- **Work instructions**
(1) In the billing panel thread, according to MartinD, since when has WHMCS become progressively worse?
(2) From the billing panel thread, return word for word the passage between "They claim they" and "as they are.", inclusive.

- **Page excerpt**
# Billing and ticket panel options? WHMCS, HostBill, Blesta and ClientExec... what else?



## hxQ&S8ZaVn9e (Mar 11, 2015)

These look like the most commonly used options, but are there any others? WHMCS seems to be the most popular because I see almost everyone uses it but after looking at the Hostbill site I remember seeing a host use it also... just cant remember who. I haven't seen Blesta or ClientExec be used though. Are there any other options to look at?


----------



## RockTBN (Mar 11, 2015)

You can take a look at BoxBilling too. We are using WHMCS and happy with it. For Hostbill @dacentec is using it now.


----------



## haloelite3 (Mar 11, 2015)

I agree WHMCS is the main option but maybe this shows you a trend? WHMCS is overall a very strong product and therefore gets the job completed correctly without fault most of time. Some people do have some issues with it may I add but for what it costs it is worth it.

Hope this helps


----------



## MartinD (Mar 11, 2015)

haloelite3 said:


> I agree WHMCS is the main option but maybe this shows you a trend? WHMCS is overall a very strong product and therefore *gets the job completed correctly without fault most of time*. Some people do have some issues with it may I add but for what it costs it is worth it.
> 
> Hope this helps


wat.

It falls short on many points and it has become progressively worse since cPanel became involved.


----------



## Licensecart (Mar 11, 2015)

haloelite3 said:


> I agree WHMCS is the main option but maybe this shows you a trend? WHMCS is overall a very strong product and therefore gets the job completed correctly without fault most of time. Some people do have some issues with it may I add but for what it costs it is worth it.
> 
> Hope this helps


WHMCS hide from everything:

Want to change a client's currency you have to make a new account... so much for "multi-currency", they haven't answered by question or others: http://www.webhostingtalk.com/showthread.php?t=1058377

They limit owned licenses re-issues, when asked they go quiet: http://www.webhostingtalk.com/showthread.php?t=1449365

They claim they are having a internal re-write of their code to a new framework but say that all their modules / etc will work as they are, a lot of people including myself think that's a load of bullsh*t because how can they work on a new framework as they are.

- **Supplied material**

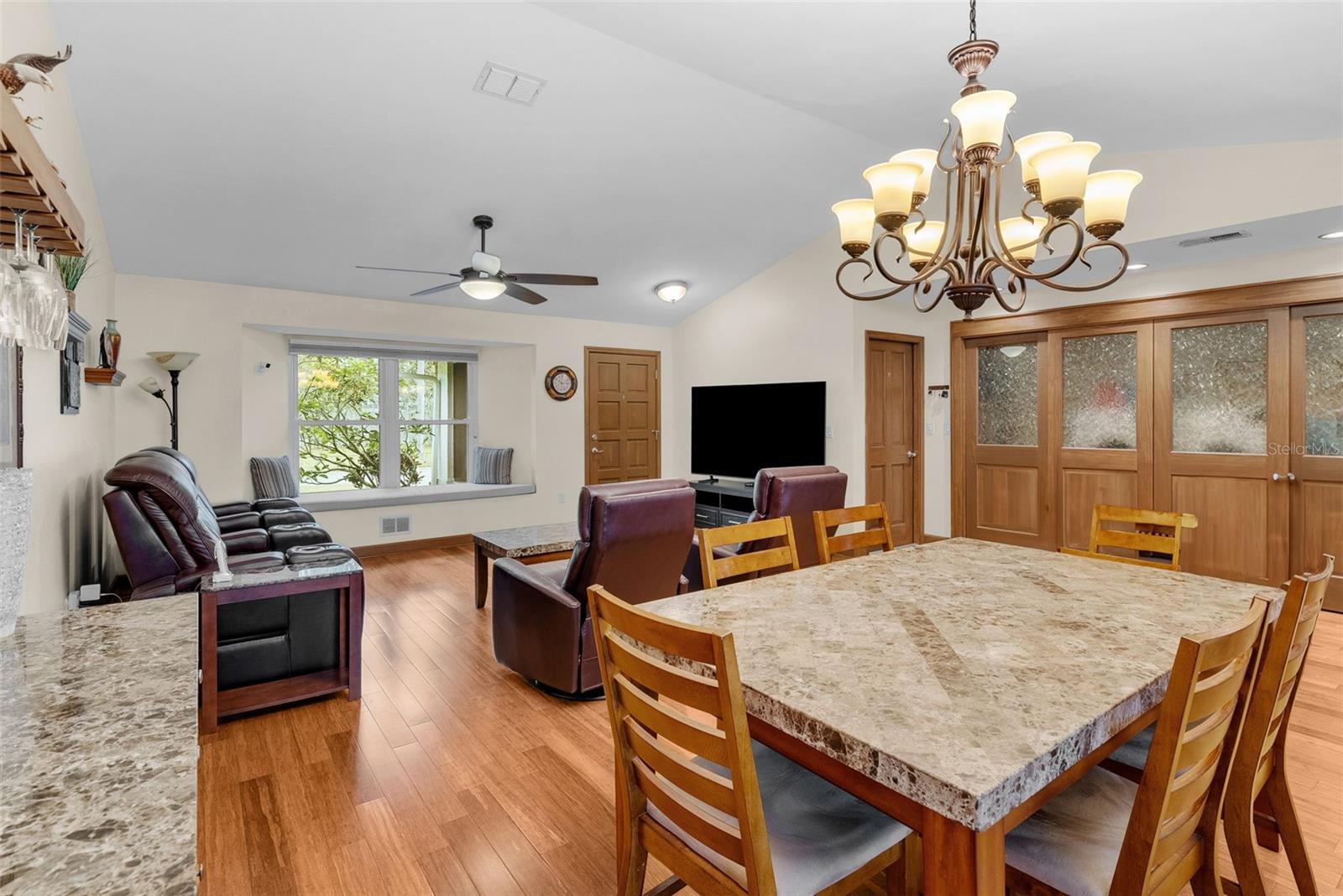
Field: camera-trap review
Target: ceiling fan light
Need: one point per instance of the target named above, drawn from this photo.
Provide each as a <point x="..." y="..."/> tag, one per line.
<point x="483" y="287"/>
<point x="982" y="117"/>
<point x="1063" y="175"/>
<point x="1032" y="143"/>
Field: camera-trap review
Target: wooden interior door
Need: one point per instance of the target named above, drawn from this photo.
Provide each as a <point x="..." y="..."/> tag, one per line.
<point x="895" y="431"/>
<point x="1222" y="440"/>
<point x="1100" y="423"/>
<point x="624" y="414"/>
<point x="1007" y="484"/>
<point x="1316" y="457"/>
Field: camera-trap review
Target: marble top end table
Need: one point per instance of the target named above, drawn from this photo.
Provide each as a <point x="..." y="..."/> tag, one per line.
<point x="525" y="544"/>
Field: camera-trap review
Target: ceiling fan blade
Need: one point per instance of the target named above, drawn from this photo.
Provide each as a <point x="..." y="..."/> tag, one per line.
<point x="520" y="291"/>
<point x="436" y="289"/>
<point x="557" y="279"/>
<point x="407" y="270"/>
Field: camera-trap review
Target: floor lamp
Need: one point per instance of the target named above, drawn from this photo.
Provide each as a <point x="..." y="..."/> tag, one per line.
<point x="174" y="362"/>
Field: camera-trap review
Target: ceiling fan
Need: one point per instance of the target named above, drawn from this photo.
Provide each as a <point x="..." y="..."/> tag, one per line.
<point x="485" y="278"/>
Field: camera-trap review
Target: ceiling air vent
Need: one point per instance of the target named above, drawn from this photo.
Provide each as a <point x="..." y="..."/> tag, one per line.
<point x="508" y="83"/>
<point x="1215" y="237"/>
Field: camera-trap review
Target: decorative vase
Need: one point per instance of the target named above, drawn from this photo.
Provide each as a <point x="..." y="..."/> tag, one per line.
<point x="111" y="344"/>
<point x="15" y="508"/>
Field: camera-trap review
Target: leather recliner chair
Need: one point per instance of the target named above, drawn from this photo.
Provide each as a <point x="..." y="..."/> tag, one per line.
<point x="633" y="539"/>
<point x="165" y="528"/>
<point x="785" y="491"/>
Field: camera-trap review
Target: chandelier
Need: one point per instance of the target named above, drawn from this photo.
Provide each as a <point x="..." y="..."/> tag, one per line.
<point x="974" y="251"/>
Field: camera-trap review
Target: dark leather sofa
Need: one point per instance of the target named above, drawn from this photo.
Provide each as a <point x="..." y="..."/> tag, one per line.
<point x="785" y="491"/>
<point x="631" y="539"/>
<point x="165" y="526"/>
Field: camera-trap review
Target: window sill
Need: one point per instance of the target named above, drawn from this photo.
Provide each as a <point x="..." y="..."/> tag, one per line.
<point x="353" y="499"/>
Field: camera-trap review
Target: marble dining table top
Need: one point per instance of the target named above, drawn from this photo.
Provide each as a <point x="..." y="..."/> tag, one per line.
<point x="964" y="675"/>
<point x="98" y="750"/>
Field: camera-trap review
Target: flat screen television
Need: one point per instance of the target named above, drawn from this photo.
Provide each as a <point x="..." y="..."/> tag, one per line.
<point x="735" y="431"/>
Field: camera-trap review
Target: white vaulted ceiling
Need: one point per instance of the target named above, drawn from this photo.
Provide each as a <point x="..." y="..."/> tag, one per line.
<point x="281" y="143"/>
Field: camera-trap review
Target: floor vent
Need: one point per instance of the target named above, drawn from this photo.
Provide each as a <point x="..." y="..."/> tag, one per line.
<point x="394" y="524"/>
<point x="510" y="85"/>
<point x="1215" y="237"/>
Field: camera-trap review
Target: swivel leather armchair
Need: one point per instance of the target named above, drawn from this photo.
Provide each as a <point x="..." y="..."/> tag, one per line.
<point x="785" y="491"/>
<point x="633" y="538"/>
<point x="165" y="526"/>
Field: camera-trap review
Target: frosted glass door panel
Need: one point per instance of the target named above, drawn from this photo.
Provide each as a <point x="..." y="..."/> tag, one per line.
<point x="1009" y="384"/>
<point x="1220" y="389"/>
<point x="1325" y="385"/>
<point x="1100" y="391"/>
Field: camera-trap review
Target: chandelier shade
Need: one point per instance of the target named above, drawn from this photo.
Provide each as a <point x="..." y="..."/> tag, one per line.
<point x="984" y="247"/>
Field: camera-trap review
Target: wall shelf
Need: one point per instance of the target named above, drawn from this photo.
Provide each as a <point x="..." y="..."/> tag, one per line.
<point x="30" y="181"/>
<point x="104" y="376"/>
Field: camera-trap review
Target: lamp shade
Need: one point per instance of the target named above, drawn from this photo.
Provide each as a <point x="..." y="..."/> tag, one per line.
<point x="1107" y="195"/>
<point x="1063" y="175"/>
<point x="892" y="190"/>
<point x="1032" y="143"/>
<point x="927" y="159"/>
<point x="982" y="117"/>
<point x="1020" y="235"/>
<point x="856" y="221"/>
<point x="176" y="361"/>
<point x="923" y="240"/>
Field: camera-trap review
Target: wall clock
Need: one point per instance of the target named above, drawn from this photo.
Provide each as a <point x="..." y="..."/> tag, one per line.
<point x="562" y="383"/>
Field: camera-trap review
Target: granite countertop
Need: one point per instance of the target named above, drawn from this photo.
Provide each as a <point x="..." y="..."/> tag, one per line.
<point x="530" y="541"/>
<point x="279" y="576"/>
<point x="964" y="675"/>
<point x="98" y="750"/>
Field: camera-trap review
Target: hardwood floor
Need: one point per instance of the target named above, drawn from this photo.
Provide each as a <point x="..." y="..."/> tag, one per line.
<point x="454" y="777"/>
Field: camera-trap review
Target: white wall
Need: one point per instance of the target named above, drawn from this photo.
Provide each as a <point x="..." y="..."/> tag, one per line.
<point x="230" y="412"/>
<point x="67" y="454"/>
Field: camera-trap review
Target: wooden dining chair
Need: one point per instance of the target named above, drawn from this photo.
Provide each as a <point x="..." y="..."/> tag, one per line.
<point x="745" y="562"/>
<point x="727" y="815"/>
<point x="1107" y="835"/>
<point x="865" y="539"/>
<point x="1155" y="531"/>
<point x="1257" y="797"/>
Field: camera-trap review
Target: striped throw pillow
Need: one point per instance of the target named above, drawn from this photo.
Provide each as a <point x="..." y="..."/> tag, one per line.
<point x="494" y="467"/>
<point x="273" y="477"/>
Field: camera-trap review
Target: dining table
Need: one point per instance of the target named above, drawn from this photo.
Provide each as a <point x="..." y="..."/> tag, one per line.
<point x="958" y="685"/>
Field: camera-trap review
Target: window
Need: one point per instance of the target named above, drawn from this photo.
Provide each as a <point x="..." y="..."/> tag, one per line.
<point x="382" y="421"/>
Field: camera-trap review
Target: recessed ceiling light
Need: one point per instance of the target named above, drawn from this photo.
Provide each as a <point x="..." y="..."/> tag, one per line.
<point x="671" y="291"/>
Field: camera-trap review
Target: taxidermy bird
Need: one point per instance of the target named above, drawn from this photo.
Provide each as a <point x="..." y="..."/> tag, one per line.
<point x="30" y="69"/>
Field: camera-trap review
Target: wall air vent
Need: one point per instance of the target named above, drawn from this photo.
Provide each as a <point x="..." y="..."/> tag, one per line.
<point x="1215" y="237"/>
<point x="508" y="83"/>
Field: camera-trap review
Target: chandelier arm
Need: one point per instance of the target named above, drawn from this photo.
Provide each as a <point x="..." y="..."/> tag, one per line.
<point x="861" y="297"/>
<point x="1123" y="266"/>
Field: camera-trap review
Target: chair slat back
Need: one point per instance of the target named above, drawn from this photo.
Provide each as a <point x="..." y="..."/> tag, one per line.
<point x="1275" y="687"/>
<point x="1154" y="531"/>
<point x="716" y="569"/>
<point x="866" y="539"/>
<point x="657" y="741"/>
<point x="1173" y="831"/>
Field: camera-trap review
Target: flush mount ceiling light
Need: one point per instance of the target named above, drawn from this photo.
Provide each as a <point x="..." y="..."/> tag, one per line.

- **Exercise responses**
(1) Since cPanel became involved.

(2)
They claim they are having a internal re-write of their code to a new framework but say that all their modules / etc will work as they are, a lot of people including myself think that's a load of bullsh*t because how can they work on a new framework as they are.